### Passage to read ###
The Roman Catholic "Apostolic prefecture of the Northern Solomon Islands" was established on 23 May 1898, by separation from the Apostolic Vicariate of New Pomerania, including the Islands of Ysabel, Choiseul, Bougainville and all the islets under German protectorate; until 1904, it was named Apostolic Prefecture of German Solomon Islands.

In 1897 the islands were put under the jurisdiction of Broyer, Apostolic Vicar of Samoa, and in 1898 formed into a new prefecture under Joseph Forestier, who resided at Kieta, on Bougainville Island. Fever was so prevalent at the mission that most of the priests who went to the islands in 1898 died from disease.

In 1911 the mission contained: 3 churches; 3 stations; 10 Marist Fathers; 5 lay brothers; 7 sisters of the Third Order of Mary; 2 Samoan catechists; 5 Catholic schools, with 140 pupils; 2 orphanages; and a few hundred Catholics. The Marist missionaries belonged to the province of Oceania, the superior of which resided at Sydney, New South Wales.

In 1930, it was promoted to Apostolic Vicariate of Northern Solomon Islands, from which the present Roman Catholic Diocese of Bougainville stems.
###
Summarize the passage on the Northern Solomon Islands mission in two sentences. The records that come next are separate material and are unrelated to the passage on the Northern Solomon Islands mission.
### Given data ###
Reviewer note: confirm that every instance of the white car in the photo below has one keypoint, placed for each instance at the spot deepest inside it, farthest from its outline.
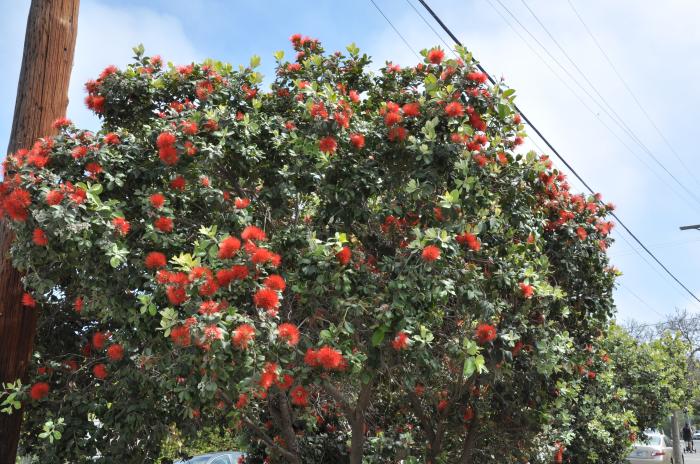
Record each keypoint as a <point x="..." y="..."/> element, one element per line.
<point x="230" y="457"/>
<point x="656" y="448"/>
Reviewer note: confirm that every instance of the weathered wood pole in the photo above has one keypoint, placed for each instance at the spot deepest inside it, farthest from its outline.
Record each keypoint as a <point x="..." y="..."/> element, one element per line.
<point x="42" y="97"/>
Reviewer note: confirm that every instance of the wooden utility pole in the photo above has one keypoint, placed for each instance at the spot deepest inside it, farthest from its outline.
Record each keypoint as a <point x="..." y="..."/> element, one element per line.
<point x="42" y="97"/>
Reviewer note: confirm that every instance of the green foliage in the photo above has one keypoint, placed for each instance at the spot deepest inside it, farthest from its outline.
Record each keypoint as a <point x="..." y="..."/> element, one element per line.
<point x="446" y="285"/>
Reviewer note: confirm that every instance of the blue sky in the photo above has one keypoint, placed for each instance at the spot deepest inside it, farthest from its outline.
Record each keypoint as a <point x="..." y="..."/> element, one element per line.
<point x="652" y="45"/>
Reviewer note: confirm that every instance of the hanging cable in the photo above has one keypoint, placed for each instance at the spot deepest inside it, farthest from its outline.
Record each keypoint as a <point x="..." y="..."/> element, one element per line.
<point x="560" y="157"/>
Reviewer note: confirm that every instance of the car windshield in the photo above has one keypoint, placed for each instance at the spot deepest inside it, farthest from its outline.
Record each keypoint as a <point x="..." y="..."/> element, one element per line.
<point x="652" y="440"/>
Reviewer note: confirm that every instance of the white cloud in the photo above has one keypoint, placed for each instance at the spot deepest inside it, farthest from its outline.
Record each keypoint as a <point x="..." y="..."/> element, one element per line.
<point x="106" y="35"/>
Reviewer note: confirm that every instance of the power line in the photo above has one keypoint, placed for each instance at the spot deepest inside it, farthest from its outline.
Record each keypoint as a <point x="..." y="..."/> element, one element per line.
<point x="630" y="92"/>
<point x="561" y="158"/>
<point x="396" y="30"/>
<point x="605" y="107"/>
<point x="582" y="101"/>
###
### Given data ###
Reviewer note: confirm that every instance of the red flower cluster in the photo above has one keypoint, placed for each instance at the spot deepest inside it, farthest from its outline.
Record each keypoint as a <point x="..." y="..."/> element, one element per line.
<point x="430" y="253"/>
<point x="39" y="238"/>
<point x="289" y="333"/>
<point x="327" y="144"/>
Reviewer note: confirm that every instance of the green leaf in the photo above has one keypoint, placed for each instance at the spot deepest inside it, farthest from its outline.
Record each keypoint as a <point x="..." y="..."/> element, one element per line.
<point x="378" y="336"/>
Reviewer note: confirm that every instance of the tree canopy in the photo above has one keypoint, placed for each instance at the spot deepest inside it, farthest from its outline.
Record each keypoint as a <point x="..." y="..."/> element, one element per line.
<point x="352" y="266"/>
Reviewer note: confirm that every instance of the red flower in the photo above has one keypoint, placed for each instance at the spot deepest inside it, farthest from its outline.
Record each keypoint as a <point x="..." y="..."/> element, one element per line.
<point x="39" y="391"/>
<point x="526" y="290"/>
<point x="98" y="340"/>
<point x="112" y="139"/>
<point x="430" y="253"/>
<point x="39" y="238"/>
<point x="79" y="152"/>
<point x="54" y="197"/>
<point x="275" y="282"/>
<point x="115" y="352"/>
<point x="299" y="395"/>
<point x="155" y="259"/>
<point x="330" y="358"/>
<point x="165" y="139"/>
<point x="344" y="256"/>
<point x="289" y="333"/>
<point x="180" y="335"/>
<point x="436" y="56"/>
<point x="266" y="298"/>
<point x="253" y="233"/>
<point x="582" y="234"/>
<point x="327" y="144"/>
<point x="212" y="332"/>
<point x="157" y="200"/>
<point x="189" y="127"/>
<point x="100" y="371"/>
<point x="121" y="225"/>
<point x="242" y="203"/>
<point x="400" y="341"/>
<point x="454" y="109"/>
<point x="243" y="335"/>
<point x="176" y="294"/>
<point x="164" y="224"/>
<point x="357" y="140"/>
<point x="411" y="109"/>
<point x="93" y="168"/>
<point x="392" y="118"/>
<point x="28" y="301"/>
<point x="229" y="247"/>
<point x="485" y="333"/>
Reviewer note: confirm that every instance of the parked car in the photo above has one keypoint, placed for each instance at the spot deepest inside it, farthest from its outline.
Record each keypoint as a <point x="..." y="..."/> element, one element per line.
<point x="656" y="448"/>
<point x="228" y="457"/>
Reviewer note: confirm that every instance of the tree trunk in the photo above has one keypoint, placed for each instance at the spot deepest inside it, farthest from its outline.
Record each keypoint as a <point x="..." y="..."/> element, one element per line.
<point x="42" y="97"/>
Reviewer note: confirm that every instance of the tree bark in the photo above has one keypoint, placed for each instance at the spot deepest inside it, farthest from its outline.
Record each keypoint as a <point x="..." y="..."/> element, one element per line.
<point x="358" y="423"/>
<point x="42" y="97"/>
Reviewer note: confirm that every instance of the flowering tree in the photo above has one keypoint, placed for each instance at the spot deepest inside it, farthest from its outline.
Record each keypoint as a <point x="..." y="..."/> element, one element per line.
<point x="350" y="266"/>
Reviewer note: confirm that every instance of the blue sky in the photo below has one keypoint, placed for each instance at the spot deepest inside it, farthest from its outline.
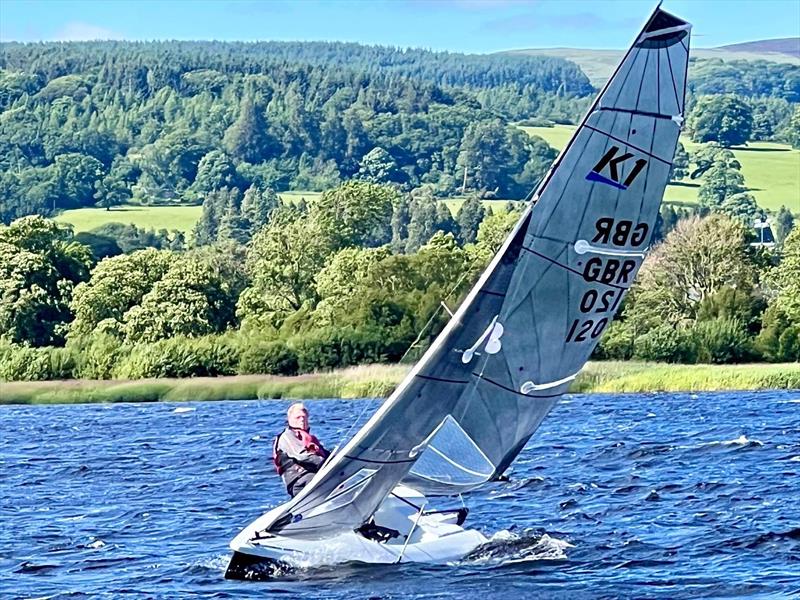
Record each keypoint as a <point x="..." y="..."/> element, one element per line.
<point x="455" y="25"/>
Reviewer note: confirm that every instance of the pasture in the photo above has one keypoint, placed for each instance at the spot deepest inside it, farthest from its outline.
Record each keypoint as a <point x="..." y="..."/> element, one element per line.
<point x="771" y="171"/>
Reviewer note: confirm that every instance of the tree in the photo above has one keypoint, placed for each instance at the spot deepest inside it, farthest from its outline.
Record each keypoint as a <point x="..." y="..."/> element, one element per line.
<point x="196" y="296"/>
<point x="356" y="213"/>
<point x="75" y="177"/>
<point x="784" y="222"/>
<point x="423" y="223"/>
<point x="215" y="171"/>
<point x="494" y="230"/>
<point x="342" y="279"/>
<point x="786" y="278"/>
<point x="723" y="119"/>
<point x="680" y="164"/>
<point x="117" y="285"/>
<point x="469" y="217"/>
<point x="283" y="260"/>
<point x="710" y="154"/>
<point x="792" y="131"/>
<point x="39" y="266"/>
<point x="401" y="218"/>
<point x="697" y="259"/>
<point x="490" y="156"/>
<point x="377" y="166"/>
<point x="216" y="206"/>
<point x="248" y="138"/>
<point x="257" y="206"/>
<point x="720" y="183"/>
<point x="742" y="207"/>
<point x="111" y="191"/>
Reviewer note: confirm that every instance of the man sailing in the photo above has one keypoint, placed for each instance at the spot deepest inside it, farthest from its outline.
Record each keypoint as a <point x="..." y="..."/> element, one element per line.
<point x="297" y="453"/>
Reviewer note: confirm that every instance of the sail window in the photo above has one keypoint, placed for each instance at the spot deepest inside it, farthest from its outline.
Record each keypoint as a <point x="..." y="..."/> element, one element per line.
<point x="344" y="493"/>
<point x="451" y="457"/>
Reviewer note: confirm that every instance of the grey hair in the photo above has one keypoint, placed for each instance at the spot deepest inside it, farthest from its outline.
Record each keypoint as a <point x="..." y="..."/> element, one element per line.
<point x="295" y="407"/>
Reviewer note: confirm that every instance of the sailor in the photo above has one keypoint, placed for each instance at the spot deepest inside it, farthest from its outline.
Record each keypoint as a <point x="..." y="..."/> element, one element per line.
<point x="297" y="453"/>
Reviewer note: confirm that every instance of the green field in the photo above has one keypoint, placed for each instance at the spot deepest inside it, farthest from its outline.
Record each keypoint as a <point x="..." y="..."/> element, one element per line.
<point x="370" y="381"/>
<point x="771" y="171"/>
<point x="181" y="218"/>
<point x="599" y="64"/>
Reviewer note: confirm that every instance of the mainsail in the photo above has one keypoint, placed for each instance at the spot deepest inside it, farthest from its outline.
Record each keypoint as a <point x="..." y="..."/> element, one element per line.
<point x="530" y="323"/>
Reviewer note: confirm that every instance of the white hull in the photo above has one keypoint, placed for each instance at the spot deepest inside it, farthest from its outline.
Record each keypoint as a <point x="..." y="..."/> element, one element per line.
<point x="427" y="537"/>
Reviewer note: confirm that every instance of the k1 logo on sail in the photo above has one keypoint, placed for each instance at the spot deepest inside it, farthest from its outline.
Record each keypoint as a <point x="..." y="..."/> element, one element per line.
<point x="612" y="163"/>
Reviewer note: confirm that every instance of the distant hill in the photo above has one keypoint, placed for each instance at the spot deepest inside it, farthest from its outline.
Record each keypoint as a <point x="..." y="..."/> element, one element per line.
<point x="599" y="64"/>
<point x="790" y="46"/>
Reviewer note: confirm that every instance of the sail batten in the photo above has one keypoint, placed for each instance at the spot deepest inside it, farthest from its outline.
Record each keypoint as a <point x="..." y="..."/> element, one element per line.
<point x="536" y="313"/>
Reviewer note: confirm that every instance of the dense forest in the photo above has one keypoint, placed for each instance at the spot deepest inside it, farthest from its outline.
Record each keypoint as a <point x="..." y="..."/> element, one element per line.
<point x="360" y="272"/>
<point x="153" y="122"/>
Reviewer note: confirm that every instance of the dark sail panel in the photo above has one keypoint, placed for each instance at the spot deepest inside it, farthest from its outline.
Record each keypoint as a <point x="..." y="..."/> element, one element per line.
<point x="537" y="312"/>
###
### Solution
The Apostolic Prefecture of the Northern Solomon Islands was split off from the Apostolic Vicariate of New Pomerania on 23 May 1898 and was called the Apostolic Prefecture of German Solomon Islands until 1904. It was led at first by Joseph Forestier from Kieta, lost most of its 1898 priests to disease, and became an Apostolic Vicariate in 1930, the origin of today's Diocese of Bougainville.